* Begin *
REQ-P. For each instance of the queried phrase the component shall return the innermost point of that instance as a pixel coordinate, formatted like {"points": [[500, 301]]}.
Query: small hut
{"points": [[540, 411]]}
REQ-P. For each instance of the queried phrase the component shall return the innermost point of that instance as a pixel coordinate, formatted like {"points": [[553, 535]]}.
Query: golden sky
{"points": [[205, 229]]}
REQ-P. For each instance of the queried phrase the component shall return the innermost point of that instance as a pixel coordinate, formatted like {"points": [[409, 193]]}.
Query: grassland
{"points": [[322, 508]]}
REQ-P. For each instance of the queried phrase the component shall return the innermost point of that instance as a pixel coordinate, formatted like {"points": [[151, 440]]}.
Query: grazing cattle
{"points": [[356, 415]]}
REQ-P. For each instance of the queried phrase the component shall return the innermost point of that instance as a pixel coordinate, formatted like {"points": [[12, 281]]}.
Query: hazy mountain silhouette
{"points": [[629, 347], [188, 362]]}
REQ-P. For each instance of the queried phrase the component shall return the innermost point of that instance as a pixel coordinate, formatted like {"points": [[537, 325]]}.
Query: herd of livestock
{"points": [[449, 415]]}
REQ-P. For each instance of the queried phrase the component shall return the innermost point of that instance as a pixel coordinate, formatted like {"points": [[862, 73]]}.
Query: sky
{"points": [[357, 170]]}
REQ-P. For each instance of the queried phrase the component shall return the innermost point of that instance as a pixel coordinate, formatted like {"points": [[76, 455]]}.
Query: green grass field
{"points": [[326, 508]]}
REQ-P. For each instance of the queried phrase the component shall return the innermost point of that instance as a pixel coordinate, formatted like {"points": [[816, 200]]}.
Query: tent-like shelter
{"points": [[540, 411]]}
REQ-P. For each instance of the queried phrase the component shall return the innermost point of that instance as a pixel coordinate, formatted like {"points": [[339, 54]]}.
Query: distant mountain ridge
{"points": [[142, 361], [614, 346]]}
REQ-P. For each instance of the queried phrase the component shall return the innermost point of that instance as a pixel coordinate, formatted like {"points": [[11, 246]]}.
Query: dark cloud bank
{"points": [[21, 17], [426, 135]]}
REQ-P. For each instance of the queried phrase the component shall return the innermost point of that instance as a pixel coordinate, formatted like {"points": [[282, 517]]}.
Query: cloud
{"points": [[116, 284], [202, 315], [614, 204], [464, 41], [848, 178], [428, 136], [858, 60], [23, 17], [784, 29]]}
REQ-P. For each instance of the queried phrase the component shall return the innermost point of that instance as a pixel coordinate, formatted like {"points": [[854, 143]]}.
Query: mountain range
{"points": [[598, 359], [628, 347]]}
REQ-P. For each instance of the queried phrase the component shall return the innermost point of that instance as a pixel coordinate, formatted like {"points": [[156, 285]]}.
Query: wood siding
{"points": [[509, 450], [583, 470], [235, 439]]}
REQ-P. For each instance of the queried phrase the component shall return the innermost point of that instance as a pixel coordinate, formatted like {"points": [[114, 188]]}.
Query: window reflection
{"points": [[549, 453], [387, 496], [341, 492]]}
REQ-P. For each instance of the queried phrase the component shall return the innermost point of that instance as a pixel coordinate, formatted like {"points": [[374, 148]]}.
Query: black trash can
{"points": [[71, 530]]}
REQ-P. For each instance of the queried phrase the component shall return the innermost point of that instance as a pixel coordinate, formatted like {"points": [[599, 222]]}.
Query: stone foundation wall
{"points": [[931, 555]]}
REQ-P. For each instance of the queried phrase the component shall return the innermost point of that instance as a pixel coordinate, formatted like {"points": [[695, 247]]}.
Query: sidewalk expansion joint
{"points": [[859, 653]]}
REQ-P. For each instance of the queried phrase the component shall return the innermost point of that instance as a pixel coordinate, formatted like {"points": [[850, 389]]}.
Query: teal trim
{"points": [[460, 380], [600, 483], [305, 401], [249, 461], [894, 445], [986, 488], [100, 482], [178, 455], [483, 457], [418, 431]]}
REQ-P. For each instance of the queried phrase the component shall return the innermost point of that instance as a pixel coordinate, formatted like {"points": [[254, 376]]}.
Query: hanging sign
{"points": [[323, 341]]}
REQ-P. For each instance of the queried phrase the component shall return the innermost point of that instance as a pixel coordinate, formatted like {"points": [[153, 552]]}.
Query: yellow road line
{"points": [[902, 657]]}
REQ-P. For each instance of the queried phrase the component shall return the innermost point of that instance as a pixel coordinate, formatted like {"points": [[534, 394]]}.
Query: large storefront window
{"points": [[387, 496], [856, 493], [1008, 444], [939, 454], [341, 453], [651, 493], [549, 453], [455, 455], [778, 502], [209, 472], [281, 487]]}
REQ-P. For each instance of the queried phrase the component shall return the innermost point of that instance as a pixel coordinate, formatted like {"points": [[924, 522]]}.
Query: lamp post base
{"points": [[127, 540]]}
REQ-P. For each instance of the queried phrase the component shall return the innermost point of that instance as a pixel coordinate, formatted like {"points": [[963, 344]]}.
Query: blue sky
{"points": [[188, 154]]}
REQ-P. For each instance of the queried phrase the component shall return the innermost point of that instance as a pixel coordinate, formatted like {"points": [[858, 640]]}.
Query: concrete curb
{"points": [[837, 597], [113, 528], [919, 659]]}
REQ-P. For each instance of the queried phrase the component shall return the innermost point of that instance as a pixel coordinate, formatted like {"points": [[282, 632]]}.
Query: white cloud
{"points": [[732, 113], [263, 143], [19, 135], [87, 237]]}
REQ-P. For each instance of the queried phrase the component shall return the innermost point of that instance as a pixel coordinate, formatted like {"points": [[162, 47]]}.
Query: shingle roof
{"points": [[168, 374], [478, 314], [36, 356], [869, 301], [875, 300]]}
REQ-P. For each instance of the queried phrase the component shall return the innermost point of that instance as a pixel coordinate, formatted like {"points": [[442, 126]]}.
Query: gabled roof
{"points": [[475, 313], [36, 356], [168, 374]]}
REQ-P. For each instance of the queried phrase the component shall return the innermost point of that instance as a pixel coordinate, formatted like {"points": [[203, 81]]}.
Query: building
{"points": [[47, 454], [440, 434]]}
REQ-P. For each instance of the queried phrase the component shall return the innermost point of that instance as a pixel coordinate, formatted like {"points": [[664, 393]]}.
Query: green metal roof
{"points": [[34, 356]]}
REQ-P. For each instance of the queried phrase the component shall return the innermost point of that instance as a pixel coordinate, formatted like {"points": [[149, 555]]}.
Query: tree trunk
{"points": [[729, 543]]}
* End *
What is asked: Make an exact copy of the records.

Final result:
REQ-P. For each instance of the queried phrase the component shall return the innermost point of that instance as a pixel coordinate, formatted like {"points": [[500, 301]]}.
Query: small hut
{"points": [[540, 411]]}
REQ-P. For each instance of the queried phrase the component shall return the innermost point of that instance as a pixel coordinate, formatted like {"points": [[553, 535]]}.
Query: golden sky
{"points": [[205, 229]]}
REQ-P. For each instance of the queried phrase the component shall return the innermost point of that instance as a pixel coordinate, formatted like {"points": [[409, 193]]}.
Query: grassland
{"points": [[322, 508]]}
REQ-P. For each instance of the queried phrase the component shall return the innermost point of that instance as a pixel coordinate, formatted like {"points": [[151, 440]]}.
Query: grazing cattle
{"points": [[356, 415]]}
REQ-P. For each instance of the queried phrase the component shall return the innermost point of that instance as a pixel coordinate, formatted like {"points": [[12, 281]]}.
Query: hazy mountain silhouette
{"points": [[629, 347], [188, 362]]}
REQ-P. For each instance of the queried phrase the component shall return the innermost point of that instance as a pixel coordinate, formatted like {"points": [[537, 325]]}.
Query: herd of livestock
{"points": [[449, 415]]}
REQ-P. For each instance of the queried phrase the component shall return the innermost point of that instance as a pixel coordinate, formatted like {"points": [[862, 73]]}.
Query: sky
{"points": [[357, 170]]}
REQ-P. For each instance of the queried phrase the component shall return the innermost point of that instance as a pixel coordinate, formatted like {"points": [[76, 455]]}.
Query: green grass field
{"points": [[326, 508]]}
REQ-P. For each instance of the queried phrase the component shall return the innermost point of that instance as a pixel coordinate, formatted like {"points": [[816, 200]]}.
Query: tent-like shelter
{"points": [[540, 411]]}
REQ-P. For each instance of the queried phrase the component shall return the innermost point of that instance as a pixel coordinate, formatted like {"points": [[339, 54]]}.
Query: distant mountain ridge
{"points": [[142, 361], [614, 346]]}
REQ-P. For each instance of the queried phrase the component shall return the innermost point of that instance as a pixel coordinate, formatted like {"points": [[11, 246]]}.
Query: dark cloud bank
{"points": [[21, 17], [426, 135]]}
REQ-P. For each instance of the queried phrase the component shall return the innermost point of that instance as a pixel coordinate, formatted like {"points": [[282, 517]]}.
Query: cloud
{"points": [[116, 284], [202, 315], [614, 204], [464, 41], [848, 178], [428, 136], [858, 60], [23, 17], [784, 29]]}
REQ-P. For each instance of the queried phrase the component shall return the innermost point of that instance as a pixel coordinate, formatted like {"points": [[854, 143]]}.
Query: mountain range
{"points": [[598, 359], [628, 347]]}
REQ-P. For each instance of the queried phrase the component shall return the innermost point of that instance as a pixel coordinate, formatted like {"points": [[156, 285]]}.
Query: wood siding
{"points": [[509, 450], [583, 470], [235, 439]]}
REQ-P. For each instance of the queried phrase the component shall return the innermost point of that instance as a pixel coordinate, formatted like {"points": [[114, 188]]}.
Query: window reflection
{"points": [[549, 453], [387, 496], [341, 492]]}
REQ-P. For each instance of the queried phrase the component shall return the innermost point of that instance as a pixel coordinate, formatted like {"points": [[374, 148]]}.
Query: black trash can
{"points": [[71, 530]]}
REQ-P. For each instance of the queried phrase the component shall return the innermost point of that instance as a pixel coordinate, formatted like {"points": [[599, 222]]}.
Query: stone foundation wall
{"points": [[931, 555]]}
REQ-P. For each instance of the queried phrase the component shall return the innermost point of that instance as a pixel coordinate, formatted like {"points": [[695, 247]]}.
Query: sidewalk expansion joint
{"points": [[859, 653]]}
REQ-P. For each instance of the queried phrase the component shall return the innermost point of that instance as a pixel coordinate, formatted like {"points": [[850, 389]]}.
Query: teal trim
{"points": [[460, 380], [600, 483], [305, 401], [249, 461], [894, 445], [986, 488], [100, 482], [178, 455], [483, 457], [418, 431]]}
REQ-P. For each instance of the queried phrase the component shall return the innermost point of that instance as a pixel coordinate, formatted like {"points": [[254, 376]]}.
Query: hanging sign
{"points": [[323, 341]]}
REQ-P. For each instance of the queried phrase the component shall return the innermost point of that instance as a pixel coordinate, formatted like {"points": [[153, 552]]}.
Query: yellow road line
{"points": [[902, 657]]}
REQ-P. For each instance of the queried phrase the component shall return the innermost point of that instance as a pixel coordinate, formatted like {"points": [[534, 394]]}.
Query: large storefront window
{"points": [[387, 496], [856, 493], [1008, 444], [939, 454], [341, 453], [651, 493], [549, 453], [455, 455], [778, 502], [209, 472], [281, 487]]}
REQ-P. For each instance of the queried phrase the component shall return the innermost point of that instance as a pixel coordinate, formatted like {"points": [[924, 522]]}.
Query: lamp post base
{"points": [[127, 540]]}
REQ-P. For each instance of the queried phrase the component shall return the innermost point of that instance as a pixel coordinate, formatted like {"points": [[963, 344]]}.
Query: blue sky
{"points": [[188, 154]]}
REQ-P. For each instance of the queried phrase the component shall return the innermost point of that instance as a pixel coordinate, formatted like {"points": [[858, 640]]}.
Query: concrete curb
{"points": [[837, 597], [113, 528], [919, 659]]}
REQ-P. For each instance of the queried phrase the component shall return the innermost point of that instance as a pixel coordinate, formatted like {"points": [[282, 632]]}.
Query: white cloud
{"points": [[732, 113], [263, 143], [19, 135], [87, 237]]}
REQ-P. For each instance of the queried phrase the component shall return the innermost point of that instance as a pixel coordinate, formatted like {"points": [[162, 47]]}.
Query: shingle roof
{"points": [[168, 374], [478, 314], [36, 356], [869, 301], [875, 300]]}
REQ-P. For each instance of the queried phrase the component shall return the innermost point of that instance as a pixel coordinate, formatted like {"points": [[442, 126]]}.
Query: gabled roof
{"points": [[475, 313], [36, 356], [168, 374]]}
REQ-P. For each instance of the queried phrase the component shall return the innermost point of that instance as a pixel coordinate, formatted like {"points": [[203, 81]]}.
Query: building
{"points": [[47, 454], [440, 434]]}
REQ-P. For each instance of the queried phrase the component shall return the innermost point of that instance as a pixel coordinate, formatted like {"points": [[664, 393]]}.
Query: green metal roof
{"points": [[34, 356]]}
REQ-P. For each instance of the queried phrase the component shall return the innermost point of that instance as a pixel coordinate, formatted like {"points": [[149, 555]]}.
Query: tree trunk
{"points": [[729, 543]]}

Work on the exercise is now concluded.